All videogames are about time travel, kind of. They’re about the strangeness of repeating or overlapping timelines. They’re about going back again and again until you get it right.

Dark Souls and The Stanley Parable both address the existential dread lurking behind that idea—the idea that we live in a disorderly and mutable universe, or else in an absolutely preordained universe whose strange mechanics we can never understand.


Super Time Force, which recently saw a Special Edition release on Steam as Super Time Force Ultra, takes that same chaos and gives it a propulsive, Rick and Morty energy. If somebody really did invent time travel, the game argues, then everything from that point on would be unbridled madness, with the inventor altering history for selfish or short-sighted or just-plain-stupid reasons, and the world being destroyed and undestroyed and destroyed again, many times over.

It would be awful.

And also, it would be irresistibly fun.

The titular Super Time Force treats individual human lives, the flow of history, and the fabric of spacetime itself with gleeful nihilistic abandon. After all, we can always go back and fix this stuff later, right?

Sure we can.



But alright, the nuts and bolts: Super Time Force Ultra starts each mission by giving you sixty seconds on the clock and the ability to rewind time thirty times. You can rewind a fraction of a second, or you can rewind to the beginning of the mission, or anything in between. And you can initiate a rewind whenever you like—though usually, you’ll do it when you die.

Records shown
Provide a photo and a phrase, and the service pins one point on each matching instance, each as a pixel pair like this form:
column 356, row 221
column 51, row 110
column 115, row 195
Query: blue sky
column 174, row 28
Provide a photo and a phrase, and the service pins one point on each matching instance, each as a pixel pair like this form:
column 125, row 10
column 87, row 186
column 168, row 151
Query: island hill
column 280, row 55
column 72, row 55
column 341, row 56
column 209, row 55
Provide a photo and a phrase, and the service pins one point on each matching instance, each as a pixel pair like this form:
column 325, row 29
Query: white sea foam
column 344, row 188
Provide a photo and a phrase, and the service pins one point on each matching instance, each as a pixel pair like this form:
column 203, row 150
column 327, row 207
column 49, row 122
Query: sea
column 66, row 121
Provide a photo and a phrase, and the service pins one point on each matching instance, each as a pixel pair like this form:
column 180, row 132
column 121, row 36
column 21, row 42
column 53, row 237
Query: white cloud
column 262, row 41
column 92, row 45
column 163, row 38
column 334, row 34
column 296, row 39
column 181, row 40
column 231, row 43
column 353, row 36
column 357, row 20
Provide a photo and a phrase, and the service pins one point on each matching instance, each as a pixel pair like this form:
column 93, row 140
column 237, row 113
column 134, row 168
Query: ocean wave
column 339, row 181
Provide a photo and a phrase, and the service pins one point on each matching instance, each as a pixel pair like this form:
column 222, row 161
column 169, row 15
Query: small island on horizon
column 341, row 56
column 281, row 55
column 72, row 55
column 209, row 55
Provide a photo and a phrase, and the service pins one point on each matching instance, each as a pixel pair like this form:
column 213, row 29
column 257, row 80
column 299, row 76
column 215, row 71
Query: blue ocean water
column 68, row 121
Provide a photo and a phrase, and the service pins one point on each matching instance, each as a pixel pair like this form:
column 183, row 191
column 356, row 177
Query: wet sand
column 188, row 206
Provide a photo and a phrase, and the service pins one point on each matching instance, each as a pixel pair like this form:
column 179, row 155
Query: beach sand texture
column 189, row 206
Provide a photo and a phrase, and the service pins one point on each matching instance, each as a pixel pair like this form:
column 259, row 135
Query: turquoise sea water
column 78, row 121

Work request A
Answer these from the Super Time Force Ultra review:
(i) Which two games does the review say address existential dread?
(ii) Under what name did the Special Edition of Super Time Force come out on Steam?
(iii) How much time and how many rewinds does each mission start with?
Work request B
Resume the Super Time Force Ultra review, picking up right after its last sentence.
You can do without the records here.

Final answer A
(i) Dark Souls and The Stanley Parable.
(ii) Super Time Force Ultra.
(iii) Sixty seconds on the clock and thirty rewinds.

Final answer B
Prevent your own death, and you can absorb your former self’s special attack, as well as an extra hit point. Or let the old you go, and use the diversion to sneak around and flank the enemy. Or screw up your rescue attempt a half-dozen times, then finally get it right, giving you seven now-not-quite-dead selves to absorb.

Of course, you can also embrace the idea of having multiple timelines going at once, fanning out two or three yous to explore the level while another powers forward to the end—a speed run and a completionist run, all in one.

Find yourself asking how you could have possibly seen that trap coming and, well, you’ll know it was coming next time, now won’t you?

Find yourself wondering how in the world you’re going to do that much damage to the boss in that amount of time, and an answer prevents itself immediately: Have five of you firing right at each of your enemy’s weakest weak spots the instant the fight begins. Glory ensues, and afterward you can see it playing out as it would have looked to some omniscient outside observer, your attempts all overlapping Super Meat Boy-style.


Super Time Force Ultra satisfies the perfectionist in me, and it satisfies the large part of me that needs things to feel a little messy if they’re going to feel authentic. It’s a precise and finely tuned simulation of a universe that’s all disorder and flux. It’s a functional model of a hopelessly broken reality.

It’s probably the most realistic prediction I’ve ever seen of what the world might look like after the invention of time travel.

In that it’s chaos.

Beautiful, endlessly repeatable, just-about-but-not-quite-perfectible chaos.